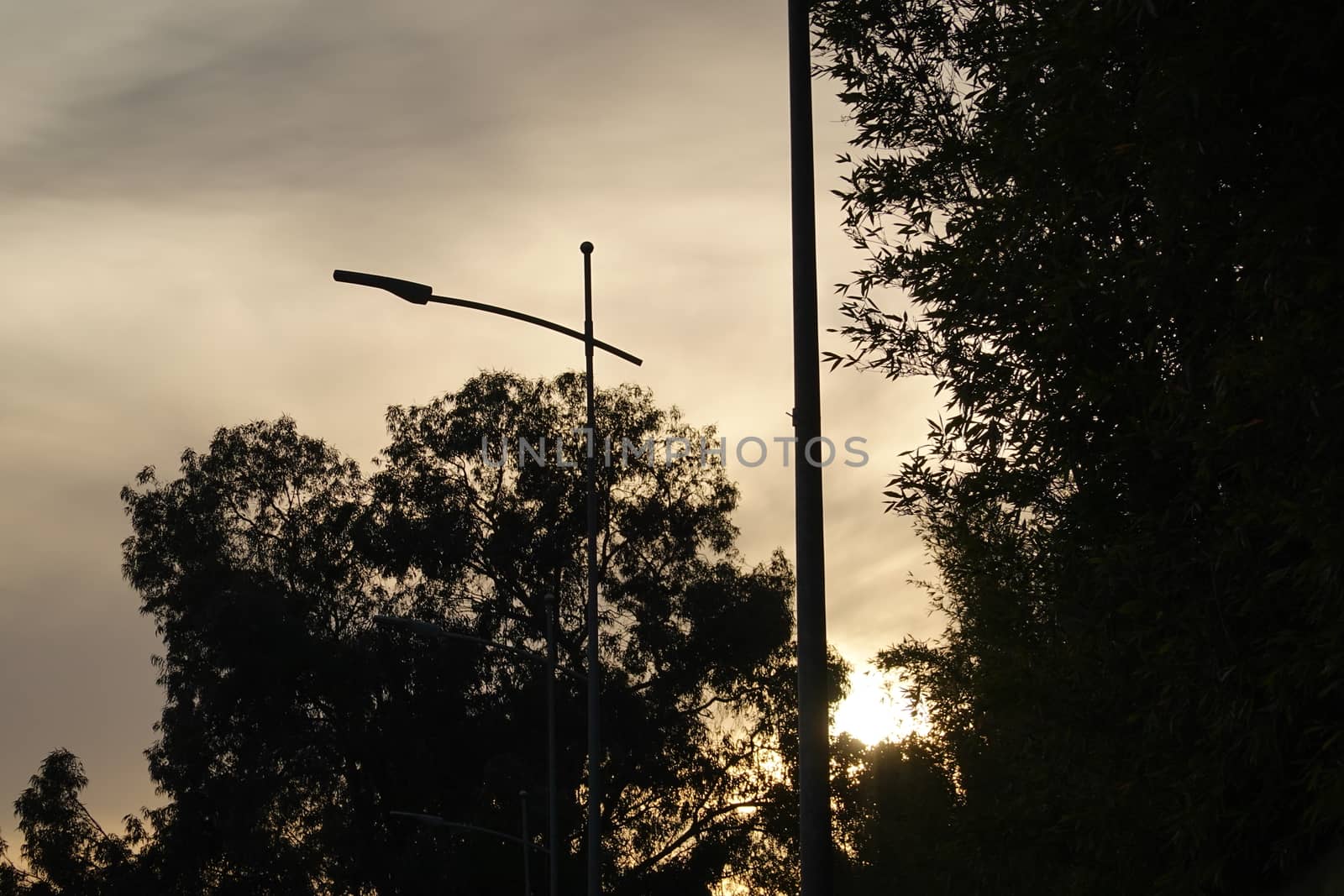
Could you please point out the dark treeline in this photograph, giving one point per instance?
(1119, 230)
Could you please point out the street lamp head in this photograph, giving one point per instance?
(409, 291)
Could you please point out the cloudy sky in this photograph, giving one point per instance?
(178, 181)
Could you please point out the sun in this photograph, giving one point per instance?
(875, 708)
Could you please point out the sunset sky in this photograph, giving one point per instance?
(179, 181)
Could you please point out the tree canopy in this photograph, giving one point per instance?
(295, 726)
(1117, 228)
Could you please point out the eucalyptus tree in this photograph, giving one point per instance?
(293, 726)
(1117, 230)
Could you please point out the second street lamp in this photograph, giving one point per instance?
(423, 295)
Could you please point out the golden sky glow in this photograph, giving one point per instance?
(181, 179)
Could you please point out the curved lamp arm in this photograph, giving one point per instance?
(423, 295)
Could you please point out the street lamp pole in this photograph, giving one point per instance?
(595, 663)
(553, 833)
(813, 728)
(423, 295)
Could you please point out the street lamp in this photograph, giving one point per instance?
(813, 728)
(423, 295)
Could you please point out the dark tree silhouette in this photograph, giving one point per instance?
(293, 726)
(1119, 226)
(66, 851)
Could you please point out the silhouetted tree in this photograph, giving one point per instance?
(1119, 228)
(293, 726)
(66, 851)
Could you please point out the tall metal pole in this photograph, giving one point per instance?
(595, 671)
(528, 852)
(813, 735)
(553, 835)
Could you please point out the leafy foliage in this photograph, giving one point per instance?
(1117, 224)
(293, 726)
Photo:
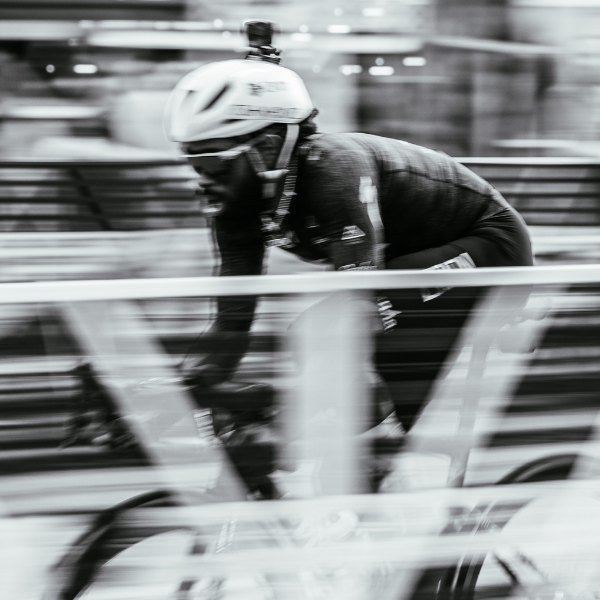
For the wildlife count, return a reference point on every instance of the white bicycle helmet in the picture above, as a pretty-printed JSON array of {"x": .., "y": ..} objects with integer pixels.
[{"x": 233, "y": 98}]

|---|

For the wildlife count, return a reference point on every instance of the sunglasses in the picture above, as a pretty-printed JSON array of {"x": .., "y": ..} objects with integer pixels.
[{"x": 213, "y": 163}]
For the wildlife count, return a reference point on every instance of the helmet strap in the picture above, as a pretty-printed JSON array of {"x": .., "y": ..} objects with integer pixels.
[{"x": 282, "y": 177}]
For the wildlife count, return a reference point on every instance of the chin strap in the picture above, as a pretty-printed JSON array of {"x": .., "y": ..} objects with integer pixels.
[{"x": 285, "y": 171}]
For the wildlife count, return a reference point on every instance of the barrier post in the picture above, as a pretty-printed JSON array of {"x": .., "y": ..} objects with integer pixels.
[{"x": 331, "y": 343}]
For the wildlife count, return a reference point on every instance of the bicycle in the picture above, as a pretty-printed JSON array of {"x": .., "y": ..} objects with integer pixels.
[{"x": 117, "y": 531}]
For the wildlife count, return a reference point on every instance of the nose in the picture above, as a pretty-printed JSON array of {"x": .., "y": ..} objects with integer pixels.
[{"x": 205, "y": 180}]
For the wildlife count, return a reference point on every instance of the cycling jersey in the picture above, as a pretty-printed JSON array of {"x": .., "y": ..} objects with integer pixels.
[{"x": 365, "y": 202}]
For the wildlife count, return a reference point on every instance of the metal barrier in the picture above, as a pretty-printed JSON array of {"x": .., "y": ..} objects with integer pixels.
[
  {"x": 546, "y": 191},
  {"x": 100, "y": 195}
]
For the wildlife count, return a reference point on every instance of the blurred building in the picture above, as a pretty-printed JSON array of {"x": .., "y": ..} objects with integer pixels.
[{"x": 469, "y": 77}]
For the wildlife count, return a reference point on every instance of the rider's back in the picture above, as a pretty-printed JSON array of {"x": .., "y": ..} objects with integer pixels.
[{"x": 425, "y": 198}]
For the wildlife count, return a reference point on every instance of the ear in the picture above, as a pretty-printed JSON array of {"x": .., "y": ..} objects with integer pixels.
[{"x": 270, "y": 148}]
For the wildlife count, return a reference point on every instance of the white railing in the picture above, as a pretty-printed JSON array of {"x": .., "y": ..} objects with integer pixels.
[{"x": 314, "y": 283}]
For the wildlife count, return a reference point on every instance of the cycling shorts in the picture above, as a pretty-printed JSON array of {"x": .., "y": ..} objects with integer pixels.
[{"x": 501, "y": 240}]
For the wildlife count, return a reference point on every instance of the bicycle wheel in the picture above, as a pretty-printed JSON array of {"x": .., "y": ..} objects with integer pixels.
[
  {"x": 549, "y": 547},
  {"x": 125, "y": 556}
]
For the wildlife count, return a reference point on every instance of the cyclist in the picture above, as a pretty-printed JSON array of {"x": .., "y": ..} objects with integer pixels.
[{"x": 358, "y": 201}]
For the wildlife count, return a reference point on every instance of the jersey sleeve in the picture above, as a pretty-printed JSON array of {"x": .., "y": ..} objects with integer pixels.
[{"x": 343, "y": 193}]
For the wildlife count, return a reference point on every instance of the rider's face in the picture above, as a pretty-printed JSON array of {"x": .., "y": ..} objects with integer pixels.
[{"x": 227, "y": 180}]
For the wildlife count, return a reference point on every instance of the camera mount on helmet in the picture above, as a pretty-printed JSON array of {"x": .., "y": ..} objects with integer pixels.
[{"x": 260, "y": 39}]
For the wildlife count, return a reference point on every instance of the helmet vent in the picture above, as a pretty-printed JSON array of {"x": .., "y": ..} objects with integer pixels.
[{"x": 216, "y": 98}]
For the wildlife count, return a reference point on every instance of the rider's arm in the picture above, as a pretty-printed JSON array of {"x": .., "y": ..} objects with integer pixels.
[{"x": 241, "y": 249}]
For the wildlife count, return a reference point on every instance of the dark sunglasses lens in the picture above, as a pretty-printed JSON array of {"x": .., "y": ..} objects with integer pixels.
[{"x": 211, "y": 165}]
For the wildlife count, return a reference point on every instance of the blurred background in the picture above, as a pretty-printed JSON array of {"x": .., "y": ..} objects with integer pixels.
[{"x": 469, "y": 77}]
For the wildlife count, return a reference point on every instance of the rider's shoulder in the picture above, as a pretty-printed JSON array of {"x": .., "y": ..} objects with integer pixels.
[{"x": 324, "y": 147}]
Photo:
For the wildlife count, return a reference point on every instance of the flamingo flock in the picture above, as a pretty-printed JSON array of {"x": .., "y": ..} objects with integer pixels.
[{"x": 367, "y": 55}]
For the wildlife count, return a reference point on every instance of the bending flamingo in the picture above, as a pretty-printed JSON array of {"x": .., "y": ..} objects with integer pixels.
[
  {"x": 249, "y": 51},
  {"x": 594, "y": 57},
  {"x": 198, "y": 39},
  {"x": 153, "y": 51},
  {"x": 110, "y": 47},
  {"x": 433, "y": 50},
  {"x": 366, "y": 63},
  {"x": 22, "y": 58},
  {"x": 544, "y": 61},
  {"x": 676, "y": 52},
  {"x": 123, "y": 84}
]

|---|

> [TO BE DONE] Please pick out every line above that contains the word "cycling" and copy each one in full.

> [REPLY TO THE EXERCISE]
For the wildlife count, return a reference point on every instance of the cycling jersey in the picture above, as a pretty-printed JSON array of {"x": .., "y": ..} objects with integer pixels.
For the wildlife count, return a reference point on every instance of the cycling shorts in the picture above, as a pretty-printed JSON array of {"x": .., "y": ..} objects with integer pixels.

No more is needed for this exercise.